- **PROVIDED RECORDS**:

◆ ◆ ◆

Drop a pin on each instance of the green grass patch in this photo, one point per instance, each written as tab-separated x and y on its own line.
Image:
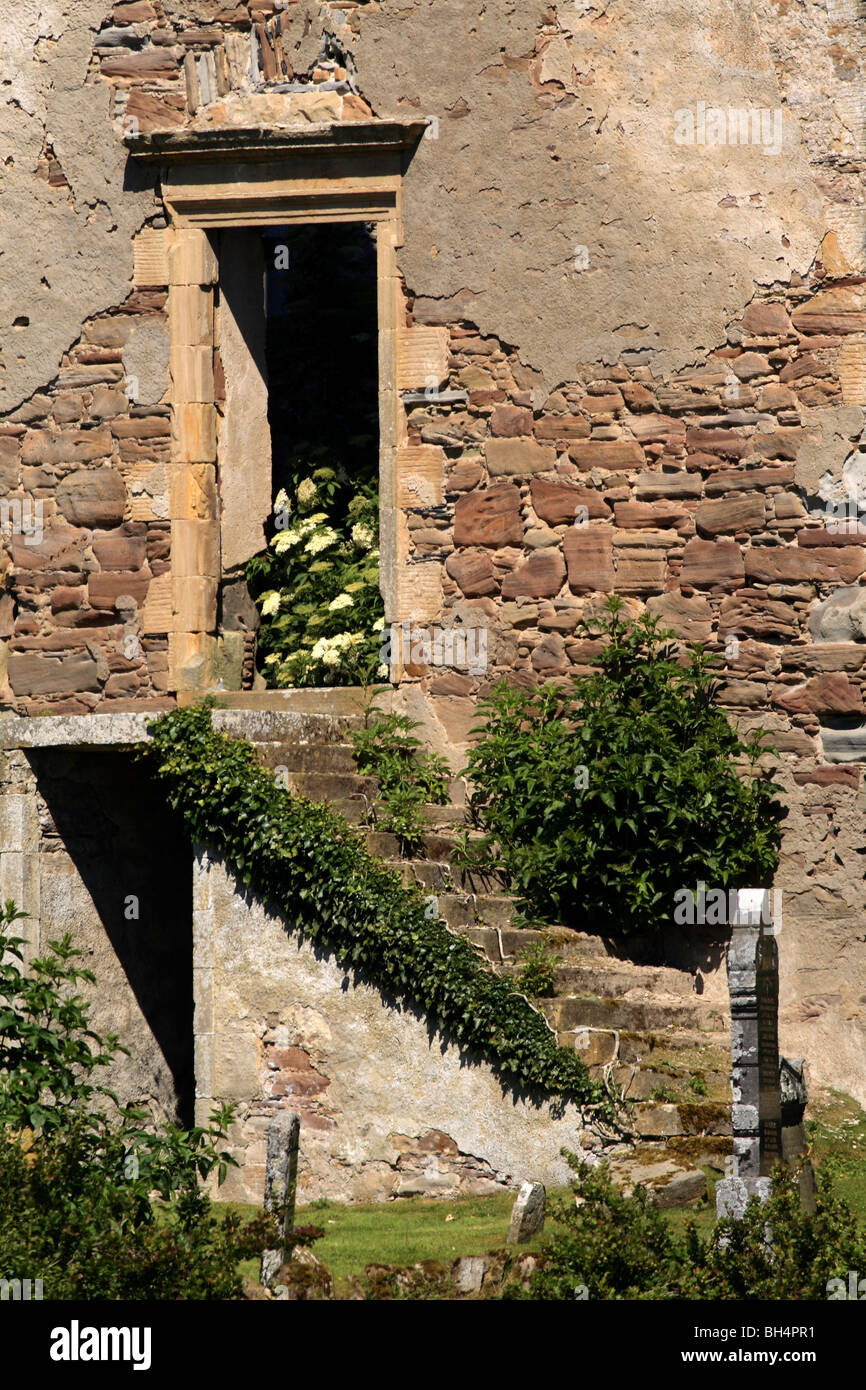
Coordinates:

◆ ◆ ◆

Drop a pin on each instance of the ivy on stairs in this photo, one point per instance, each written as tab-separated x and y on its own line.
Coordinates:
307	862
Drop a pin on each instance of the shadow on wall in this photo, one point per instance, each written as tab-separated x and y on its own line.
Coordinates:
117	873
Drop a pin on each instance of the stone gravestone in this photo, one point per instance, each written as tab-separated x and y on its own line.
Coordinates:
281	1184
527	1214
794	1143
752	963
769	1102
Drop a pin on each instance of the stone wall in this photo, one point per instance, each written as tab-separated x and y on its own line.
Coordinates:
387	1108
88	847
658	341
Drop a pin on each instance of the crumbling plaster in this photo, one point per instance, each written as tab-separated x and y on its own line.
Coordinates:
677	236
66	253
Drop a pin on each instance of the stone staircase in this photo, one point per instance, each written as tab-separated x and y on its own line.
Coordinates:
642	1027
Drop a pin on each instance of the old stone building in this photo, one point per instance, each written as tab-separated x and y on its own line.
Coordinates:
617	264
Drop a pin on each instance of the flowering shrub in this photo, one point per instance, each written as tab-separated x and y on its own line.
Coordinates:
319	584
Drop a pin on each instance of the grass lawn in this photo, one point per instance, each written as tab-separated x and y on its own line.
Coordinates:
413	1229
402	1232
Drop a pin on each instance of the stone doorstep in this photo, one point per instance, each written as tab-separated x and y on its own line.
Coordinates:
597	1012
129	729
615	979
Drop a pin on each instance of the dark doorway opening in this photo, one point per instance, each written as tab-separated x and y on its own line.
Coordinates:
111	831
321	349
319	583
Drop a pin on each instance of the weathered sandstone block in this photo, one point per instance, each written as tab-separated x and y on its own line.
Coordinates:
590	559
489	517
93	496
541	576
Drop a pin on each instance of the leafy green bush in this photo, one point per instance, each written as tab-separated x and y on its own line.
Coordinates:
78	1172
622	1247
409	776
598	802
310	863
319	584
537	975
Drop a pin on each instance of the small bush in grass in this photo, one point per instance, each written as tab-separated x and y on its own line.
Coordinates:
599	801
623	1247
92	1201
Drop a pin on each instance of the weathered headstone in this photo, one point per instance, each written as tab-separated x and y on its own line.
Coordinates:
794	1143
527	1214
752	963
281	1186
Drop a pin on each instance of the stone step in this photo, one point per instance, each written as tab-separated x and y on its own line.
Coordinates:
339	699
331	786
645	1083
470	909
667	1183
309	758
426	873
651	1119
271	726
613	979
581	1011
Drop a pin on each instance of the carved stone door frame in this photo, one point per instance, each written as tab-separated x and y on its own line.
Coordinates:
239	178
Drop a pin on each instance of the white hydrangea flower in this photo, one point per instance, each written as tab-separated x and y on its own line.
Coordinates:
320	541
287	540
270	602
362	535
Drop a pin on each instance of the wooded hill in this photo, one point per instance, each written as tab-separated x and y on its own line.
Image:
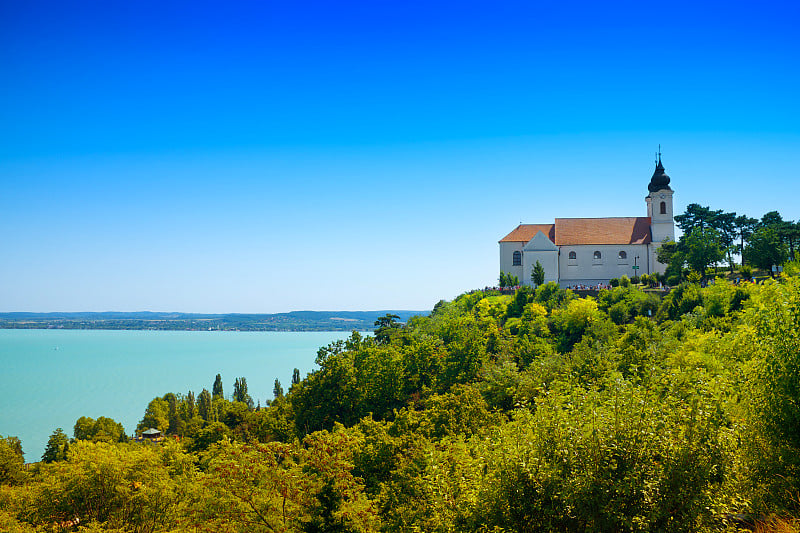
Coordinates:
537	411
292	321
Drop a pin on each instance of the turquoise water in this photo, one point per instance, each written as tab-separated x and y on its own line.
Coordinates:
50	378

◆ ◆ ◆

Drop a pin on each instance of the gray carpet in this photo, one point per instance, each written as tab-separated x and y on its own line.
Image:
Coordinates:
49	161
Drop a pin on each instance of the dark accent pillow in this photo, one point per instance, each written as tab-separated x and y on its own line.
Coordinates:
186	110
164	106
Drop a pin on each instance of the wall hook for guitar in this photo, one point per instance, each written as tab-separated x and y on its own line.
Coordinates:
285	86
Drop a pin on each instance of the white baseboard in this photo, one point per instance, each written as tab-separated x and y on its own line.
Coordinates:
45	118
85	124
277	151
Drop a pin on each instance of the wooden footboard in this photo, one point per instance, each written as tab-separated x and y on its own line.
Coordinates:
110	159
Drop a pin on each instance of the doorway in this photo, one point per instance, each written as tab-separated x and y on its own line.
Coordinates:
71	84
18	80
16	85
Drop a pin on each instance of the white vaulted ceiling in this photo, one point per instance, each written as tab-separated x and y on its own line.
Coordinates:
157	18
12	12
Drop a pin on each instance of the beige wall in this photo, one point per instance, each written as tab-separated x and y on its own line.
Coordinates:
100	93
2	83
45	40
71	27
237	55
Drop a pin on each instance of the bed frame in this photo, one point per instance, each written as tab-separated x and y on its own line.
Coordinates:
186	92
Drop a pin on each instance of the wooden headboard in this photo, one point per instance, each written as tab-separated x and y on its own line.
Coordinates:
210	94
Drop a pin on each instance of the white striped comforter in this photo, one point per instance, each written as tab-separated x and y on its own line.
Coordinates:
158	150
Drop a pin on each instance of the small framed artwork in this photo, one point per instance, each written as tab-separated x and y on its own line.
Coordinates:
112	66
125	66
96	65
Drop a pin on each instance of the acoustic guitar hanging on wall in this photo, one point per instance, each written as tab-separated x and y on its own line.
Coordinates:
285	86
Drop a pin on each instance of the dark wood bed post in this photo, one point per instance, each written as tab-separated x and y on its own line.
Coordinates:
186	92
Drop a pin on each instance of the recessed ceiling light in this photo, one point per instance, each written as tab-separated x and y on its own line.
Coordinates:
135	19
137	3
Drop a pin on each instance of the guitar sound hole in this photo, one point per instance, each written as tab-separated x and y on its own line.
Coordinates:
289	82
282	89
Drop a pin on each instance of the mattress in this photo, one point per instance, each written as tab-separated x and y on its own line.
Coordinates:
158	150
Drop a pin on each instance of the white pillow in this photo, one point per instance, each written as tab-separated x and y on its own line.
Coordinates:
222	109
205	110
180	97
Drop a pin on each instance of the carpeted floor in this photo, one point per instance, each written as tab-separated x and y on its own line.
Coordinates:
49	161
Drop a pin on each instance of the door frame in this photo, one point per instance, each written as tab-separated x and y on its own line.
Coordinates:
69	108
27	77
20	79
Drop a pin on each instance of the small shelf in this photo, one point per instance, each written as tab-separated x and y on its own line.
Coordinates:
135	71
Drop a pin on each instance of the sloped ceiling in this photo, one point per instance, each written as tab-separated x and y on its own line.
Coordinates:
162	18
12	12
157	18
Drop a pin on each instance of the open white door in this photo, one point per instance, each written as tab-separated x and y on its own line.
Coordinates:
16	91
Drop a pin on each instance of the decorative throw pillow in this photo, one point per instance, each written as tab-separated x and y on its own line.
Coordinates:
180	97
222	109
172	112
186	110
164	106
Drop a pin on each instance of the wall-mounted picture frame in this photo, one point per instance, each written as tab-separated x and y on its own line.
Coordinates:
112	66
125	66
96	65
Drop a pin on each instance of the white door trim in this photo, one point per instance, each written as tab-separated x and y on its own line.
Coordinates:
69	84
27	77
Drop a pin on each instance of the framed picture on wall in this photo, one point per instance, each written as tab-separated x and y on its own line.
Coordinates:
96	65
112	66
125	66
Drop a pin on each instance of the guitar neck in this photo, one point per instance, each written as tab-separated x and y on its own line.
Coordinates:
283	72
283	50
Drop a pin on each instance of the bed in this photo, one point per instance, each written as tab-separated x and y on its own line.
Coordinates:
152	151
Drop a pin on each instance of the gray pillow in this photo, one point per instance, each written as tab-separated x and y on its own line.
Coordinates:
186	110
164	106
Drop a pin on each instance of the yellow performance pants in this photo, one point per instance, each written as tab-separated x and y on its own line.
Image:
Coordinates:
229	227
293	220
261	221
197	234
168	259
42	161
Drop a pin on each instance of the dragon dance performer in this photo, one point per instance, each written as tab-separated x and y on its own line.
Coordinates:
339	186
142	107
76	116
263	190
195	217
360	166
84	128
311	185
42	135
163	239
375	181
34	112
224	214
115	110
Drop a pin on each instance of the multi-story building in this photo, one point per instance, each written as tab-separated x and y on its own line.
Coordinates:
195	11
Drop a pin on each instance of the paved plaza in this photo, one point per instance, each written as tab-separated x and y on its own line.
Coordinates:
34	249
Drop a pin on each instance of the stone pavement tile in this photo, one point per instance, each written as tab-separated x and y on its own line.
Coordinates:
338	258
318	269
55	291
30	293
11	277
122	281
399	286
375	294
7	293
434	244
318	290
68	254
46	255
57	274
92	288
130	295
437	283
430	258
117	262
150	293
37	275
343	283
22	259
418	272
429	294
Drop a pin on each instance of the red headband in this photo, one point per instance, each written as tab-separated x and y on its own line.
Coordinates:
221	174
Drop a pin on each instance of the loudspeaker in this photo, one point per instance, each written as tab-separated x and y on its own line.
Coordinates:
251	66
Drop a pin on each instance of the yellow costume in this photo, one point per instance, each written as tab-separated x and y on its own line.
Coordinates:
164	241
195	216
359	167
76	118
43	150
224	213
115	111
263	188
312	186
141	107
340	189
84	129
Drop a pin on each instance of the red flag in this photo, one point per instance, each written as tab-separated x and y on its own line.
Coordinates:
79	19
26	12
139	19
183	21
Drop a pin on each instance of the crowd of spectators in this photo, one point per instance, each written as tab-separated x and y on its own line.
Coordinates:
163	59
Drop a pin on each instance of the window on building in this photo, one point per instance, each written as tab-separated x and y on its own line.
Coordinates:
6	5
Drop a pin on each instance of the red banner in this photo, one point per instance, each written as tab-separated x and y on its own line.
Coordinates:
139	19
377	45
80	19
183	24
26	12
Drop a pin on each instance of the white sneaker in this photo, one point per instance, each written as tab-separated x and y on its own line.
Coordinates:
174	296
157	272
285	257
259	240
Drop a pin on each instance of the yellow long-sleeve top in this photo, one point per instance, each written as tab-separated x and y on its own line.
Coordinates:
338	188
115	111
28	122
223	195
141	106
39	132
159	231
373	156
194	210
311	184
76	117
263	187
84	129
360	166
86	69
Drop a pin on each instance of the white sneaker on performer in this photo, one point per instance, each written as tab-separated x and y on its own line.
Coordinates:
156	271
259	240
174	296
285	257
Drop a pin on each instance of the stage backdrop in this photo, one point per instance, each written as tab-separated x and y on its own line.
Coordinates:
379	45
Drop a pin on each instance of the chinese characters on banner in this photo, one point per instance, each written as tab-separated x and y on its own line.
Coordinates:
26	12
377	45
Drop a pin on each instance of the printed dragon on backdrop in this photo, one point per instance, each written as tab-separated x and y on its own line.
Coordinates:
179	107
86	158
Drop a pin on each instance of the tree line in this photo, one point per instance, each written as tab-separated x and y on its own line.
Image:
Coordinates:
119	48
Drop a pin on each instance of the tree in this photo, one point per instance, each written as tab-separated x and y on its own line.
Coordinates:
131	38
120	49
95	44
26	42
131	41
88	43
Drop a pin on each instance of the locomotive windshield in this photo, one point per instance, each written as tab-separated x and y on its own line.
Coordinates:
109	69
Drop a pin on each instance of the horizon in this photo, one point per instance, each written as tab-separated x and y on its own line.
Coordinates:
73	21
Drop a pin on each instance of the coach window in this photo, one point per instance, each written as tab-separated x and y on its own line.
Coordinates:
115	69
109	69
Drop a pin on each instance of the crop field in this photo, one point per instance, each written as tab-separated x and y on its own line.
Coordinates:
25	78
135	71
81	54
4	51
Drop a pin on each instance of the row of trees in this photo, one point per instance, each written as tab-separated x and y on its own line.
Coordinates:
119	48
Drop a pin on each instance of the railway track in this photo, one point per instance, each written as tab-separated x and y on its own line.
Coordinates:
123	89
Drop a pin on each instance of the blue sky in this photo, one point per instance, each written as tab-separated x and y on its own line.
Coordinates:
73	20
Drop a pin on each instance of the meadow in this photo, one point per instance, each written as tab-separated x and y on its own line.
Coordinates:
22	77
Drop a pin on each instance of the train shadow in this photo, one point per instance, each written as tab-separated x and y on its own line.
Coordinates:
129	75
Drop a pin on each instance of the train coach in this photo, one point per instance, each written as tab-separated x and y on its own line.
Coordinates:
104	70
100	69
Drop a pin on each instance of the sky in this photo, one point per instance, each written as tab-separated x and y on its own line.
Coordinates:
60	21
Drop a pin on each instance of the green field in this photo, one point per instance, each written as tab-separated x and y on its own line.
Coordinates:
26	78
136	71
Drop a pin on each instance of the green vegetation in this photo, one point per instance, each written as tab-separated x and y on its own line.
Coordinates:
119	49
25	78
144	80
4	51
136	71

◆ ◆ ◆

- **WHAT THE TASK REQUIRES**: Pull out every line of the data above that contains the string "performer" and reproduce each of those lines in full.

- **TASK OUTPUT**:
Drop a pin on each instance of the dragon dance performer in this photo, one point per instance, each written as tab-separated x and y on its own line.
Drop a pin on each instance of the white sneaker on performer in this photo, one point per instance, each written as tab-separated x and y on its own line.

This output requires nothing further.